Instruction 1: Update the post on budget deficits from "In the UK, where" through "is, read this.", swapping "general elections" for "local elections".

Should I worry about my country’s budget deficit?

Nowadays, most countries run large budget deficits. We have been accustomed to this state of the country’s finances. In my native France, there have been no balanced budgets for the last 40 years!

In the UK, where I reside, the budget deficit is slowly slipping down the topic order for the upcoming general elections. Yet, the government is borrowing this year another £80bn to plug the gap. If you do not know how big a billion is, read this.

In some countries, governments routinely spend 20% more than what they collect in taxes. Imagine having these finances! And yet, most voters do not seem to either realise or care.

More futile topics are crossing the minds of the men and women on the street.

For instance, I have used Google trend analysis. I am pitching the search “budget deficit” with something equally large: Kim Kardashian (assuming many searches will relate to her bottom).

google trend kim deficit

While I do not know if Kim’s bottom is getting bigger, it is quite telling that it generates a much larger interest than the budget deficit.

The good point is that the general public likes to concentrate on big bulging issues. Let us try to get them to look at monetary bulges. The budget balance is one of the most important economic principles.

Think of the following statement: one needs savings for growth. Is this true? Does this matter? If you look at your personal case, it sounds like common sense: to buy a house, you need a deposit. To gather a deposit, you need to save the money (or ask dad, but dad also saved it in the first place).

Instruction 2: From the listing, restate word for word the lines starting with the line containing "Can you find the white tabletop" and going on through the line containing "<point>299,163</point>".

Entries from a pointing dataset:
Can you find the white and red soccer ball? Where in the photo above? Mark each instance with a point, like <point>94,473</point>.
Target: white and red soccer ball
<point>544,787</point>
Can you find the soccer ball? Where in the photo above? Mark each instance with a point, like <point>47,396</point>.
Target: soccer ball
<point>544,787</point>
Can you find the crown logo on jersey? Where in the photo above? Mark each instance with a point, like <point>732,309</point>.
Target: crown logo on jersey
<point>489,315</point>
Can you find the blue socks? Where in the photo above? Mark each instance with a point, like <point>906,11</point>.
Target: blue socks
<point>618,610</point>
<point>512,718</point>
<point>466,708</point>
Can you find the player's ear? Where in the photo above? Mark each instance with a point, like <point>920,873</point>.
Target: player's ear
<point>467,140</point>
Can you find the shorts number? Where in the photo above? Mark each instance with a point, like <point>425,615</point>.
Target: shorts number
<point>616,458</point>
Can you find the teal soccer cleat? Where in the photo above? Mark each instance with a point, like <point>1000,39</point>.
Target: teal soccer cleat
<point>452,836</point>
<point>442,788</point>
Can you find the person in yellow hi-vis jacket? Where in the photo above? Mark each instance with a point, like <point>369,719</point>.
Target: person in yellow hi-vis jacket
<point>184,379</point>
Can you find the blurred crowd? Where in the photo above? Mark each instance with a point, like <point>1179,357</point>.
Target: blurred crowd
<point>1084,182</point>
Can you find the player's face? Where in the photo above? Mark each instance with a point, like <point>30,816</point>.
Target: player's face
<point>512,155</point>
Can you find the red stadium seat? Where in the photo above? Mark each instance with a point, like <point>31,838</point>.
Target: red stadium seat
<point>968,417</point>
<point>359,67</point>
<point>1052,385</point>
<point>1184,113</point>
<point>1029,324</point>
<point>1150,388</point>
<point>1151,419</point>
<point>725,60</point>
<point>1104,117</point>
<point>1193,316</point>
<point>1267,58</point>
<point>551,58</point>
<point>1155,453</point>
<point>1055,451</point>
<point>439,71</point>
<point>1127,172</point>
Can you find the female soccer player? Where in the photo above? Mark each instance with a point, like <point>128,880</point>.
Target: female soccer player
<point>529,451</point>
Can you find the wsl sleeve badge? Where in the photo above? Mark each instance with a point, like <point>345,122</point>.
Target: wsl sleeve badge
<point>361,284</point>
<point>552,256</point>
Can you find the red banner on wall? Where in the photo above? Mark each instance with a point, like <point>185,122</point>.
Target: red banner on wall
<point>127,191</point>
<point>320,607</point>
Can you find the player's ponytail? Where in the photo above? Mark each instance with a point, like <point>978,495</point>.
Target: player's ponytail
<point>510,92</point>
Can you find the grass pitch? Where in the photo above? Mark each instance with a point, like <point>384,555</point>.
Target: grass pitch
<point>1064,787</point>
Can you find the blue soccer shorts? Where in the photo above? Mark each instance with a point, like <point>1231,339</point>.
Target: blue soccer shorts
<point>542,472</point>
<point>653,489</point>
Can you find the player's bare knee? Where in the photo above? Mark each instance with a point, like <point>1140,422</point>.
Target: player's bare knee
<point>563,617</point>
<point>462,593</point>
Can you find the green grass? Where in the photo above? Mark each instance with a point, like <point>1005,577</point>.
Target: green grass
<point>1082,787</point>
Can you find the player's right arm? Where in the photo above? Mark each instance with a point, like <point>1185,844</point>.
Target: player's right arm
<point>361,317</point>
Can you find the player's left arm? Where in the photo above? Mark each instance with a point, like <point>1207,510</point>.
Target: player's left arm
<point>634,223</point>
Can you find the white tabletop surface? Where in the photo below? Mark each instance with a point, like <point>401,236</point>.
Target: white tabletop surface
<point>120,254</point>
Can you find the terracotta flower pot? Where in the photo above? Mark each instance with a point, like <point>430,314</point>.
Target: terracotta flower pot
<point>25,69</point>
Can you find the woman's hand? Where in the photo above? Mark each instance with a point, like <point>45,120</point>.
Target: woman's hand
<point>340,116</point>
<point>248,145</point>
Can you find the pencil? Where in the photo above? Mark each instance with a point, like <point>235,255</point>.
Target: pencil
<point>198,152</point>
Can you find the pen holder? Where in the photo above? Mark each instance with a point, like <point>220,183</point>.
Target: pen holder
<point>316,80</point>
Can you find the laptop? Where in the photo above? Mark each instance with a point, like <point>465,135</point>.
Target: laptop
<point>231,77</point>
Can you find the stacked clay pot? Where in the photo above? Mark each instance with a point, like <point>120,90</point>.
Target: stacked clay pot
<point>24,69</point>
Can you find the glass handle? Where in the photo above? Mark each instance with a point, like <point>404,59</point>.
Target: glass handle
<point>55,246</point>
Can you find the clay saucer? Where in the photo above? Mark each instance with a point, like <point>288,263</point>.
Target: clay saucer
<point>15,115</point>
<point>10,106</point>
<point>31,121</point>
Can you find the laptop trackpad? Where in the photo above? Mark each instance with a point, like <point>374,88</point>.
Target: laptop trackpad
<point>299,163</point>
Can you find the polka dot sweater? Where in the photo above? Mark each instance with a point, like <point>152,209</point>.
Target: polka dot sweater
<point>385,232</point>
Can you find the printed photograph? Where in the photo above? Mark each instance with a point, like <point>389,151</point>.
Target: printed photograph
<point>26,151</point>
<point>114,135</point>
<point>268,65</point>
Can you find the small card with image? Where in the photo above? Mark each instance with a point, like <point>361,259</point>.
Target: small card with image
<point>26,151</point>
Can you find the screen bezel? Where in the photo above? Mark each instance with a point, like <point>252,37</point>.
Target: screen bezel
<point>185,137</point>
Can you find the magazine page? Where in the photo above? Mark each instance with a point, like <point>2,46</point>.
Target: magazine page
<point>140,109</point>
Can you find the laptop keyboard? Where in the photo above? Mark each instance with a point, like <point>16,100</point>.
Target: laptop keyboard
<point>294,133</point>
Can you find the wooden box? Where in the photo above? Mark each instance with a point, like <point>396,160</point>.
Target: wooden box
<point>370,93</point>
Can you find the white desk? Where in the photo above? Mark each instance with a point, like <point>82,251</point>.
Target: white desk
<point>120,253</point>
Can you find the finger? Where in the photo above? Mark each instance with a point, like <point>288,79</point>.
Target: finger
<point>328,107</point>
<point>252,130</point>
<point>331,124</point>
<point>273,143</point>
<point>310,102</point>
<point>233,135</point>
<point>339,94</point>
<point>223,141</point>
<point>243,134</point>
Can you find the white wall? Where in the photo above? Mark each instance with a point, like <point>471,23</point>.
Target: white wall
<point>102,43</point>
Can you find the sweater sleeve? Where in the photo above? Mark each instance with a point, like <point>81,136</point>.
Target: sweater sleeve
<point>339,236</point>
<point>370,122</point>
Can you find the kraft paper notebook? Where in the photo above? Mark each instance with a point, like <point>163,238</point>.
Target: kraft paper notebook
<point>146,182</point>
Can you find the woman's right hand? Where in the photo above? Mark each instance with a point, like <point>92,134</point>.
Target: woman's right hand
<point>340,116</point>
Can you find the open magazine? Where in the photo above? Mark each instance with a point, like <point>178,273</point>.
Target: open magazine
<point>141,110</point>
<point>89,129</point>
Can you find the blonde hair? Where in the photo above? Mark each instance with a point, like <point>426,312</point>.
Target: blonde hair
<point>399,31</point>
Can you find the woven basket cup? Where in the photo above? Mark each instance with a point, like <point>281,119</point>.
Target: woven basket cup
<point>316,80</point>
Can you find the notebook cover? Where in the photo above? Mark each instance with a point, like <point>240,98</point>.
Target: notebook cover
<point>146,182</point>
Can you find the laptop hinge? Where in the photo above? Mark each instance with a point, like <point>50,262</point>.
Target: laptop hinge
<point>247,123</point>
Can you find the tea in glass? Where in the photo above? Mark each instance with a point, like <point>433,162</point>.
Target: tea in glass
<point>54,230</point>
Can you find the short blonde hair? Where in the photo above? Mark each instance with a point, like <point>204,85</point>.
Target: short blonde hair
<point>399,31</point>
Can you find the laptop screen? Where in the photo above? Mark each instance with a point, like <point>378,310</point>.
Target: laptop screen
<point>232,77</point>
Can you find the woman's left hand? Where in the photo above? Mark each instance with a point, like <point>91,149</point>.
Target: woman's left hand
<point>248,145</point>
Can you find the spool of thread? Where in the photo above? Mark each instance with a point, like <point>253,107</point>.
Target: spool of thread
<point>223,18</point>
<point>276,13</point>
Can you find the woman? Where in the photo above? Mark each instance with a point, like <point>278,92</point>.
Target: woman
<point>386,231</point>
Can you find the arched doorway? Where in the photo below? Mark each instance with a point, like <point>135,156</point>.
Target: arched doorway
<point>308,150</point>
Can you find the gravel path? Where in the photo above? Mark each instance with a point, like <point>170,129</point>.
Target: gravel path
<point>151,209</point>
* * *
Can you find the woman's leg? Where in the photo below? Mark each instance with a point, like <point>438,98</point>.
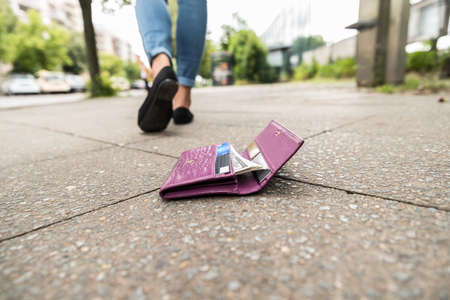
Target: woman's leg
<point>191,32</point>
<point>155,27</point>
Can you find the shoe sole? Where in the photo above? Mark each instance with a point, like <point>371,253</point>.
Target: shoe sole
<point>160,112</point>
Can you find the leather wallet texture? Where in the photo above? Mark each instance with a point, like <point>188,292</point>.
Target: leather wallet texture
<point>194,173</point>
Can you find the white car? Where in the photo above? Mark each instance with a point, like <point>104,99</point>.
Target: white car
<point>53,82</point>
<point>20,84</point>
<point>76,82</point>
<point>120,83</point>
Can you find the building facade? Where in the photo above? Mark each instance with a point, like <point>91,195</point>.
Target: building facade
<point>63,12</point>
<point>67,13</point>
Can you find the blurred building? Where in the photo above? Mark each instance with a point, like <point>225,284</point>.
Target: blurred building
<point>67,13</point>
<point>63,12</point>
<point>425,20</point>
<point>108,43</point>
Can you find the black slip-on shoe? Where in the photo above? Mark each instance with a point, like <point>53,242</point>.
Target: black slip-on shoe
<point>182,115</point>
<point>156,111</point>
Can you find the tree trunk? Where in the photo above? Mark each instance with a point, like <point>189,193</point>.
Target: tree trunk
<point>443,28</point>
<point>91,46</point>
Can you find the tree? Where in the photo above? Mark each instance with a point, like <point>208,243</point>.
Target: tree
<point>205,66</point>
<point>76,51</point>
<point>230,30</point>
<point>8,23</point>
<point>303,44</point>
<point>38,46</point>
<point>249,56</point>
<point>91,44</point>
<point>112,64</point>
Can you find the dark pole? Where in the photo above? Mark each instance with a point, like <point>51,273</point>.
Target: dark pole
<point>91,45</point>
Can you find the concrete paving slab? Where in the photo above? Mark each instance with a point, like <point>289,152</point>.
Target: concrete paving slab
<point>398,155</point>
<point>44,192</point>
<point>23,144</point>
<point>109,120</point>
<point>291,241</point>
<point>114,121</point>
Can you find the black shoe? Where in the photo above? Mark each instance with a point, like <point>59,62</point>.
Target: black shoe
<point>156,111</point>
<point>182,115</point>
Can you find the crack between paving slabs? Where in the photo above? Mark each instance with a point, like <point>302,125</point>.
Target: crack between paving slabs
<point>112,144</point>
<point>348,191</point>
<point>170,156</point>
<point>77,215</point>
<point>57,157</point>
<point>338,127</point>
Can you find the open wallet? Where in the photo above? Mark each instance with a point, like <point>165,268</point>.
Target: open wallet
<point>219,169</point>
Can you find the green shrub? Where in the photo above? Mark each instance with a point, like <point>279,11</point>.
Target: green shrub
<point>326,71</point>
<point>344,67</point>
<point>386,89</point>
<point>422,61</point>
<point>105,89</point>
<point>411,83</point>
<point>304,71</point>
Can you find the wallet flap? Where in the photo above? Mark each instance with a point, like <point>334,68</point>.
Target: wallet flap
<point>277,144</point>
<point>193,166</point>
---
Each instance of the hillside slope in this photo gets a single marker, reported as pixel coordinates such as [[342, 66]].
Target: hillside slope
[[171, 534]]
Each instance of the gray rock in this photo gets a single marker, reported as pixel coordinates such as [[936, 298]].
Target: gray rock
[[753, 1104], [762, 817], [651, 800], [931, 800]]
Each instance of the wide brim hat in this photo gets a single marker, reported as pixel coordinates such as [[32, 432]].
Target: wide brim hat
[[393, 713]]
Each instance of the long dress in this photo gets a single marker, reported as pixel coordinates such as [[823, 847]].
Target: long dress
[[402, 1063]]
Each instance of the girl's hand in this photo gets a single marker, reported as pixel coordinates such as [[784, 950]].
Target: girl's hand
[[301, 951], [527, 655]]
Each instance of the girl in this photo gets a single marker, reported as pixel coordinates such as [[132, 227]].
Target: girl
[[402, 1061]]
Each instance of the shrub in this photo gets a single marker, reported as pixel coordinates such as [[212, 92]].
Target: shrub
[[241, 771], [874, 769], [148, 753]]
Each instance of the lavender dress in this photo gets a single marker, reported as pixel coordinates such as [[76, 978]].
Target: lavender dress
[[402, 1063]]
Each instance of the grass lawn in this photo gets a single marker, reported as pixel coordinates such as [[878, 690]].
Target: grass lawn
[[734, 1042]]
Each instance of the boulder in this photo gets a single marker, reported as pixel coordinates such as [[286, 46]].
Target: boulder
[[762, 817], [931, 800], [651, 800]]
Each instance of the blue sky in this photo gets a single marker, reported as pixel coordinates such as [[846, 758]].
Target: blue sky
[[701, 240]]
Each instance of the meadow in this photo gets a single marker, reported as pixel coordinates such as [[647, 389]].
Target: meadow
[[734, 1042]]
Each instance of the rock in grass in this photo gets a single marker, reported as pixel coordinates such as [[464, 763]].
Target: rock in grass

Exercise result 1:
In the UK, where I reside, the budget deficit is slowly slipping down the topic order for the upcoming local elections. Yet, the government is borrowing this year another £80bn to plug the gap. If you do not know how big a billion is, read this.

Exercise result 2:
Can you find the white tabletop surface? Where in the photo below? Mark each instance with a point, like <point>401,236</point>.
Target: white tabletop surface
<point>120,254</point>
Can you find the terracotta flower pot? Where in the photo above? Mark each instance with a point, like <point>430,314</point>.
Target: terracotta flower pot
<point>25,69</point>
Can you find the woman's hand? Where in the photo above? Mark each instance with a point, like <point>45,120</point>.
Target: woman's hand
<point>340,116</point>
<point>248,145</point>
Can you find the pencil? Where in the photo above? Mark each instance with a point, like <point>235,255</point>.
Target: pencil
<point>198,152</point>
Can you find the pen holder? Where in the photo above? Mark each instance with a point, like <point>220,183</point>.
Target: pen holder
<point>316,80</point>
Can you find the laptop? Where in the photo above? Mark each instance with a point, like <point>465,135</point>.
Target: laptop
<point>231,77</point>
Can you find the stacked clay pot? Where in the photo above? Mark each instance with a point, like <point>120,90</point>.
Target: stacked clay pot
<point>24,69</point>
Can you find the glass handle? Where in the photo above? Mark each instance with a point, like <point>404,59</point>.
Target: glass handle
<point>55,246</point>
Can you find the clay saucer? Where in the photo above? Mark each instance with a point, like <point>288,263</point>.
Target: clay saucer
<point>15,115</point>
<point>10,106</point>
<point>31,121</point>
Can you find the laptop trackpad? Where in the photo above? Mark each instance with a point, like <point>374,88</point>.
Target: laptop trackpad
<point>299,163</point>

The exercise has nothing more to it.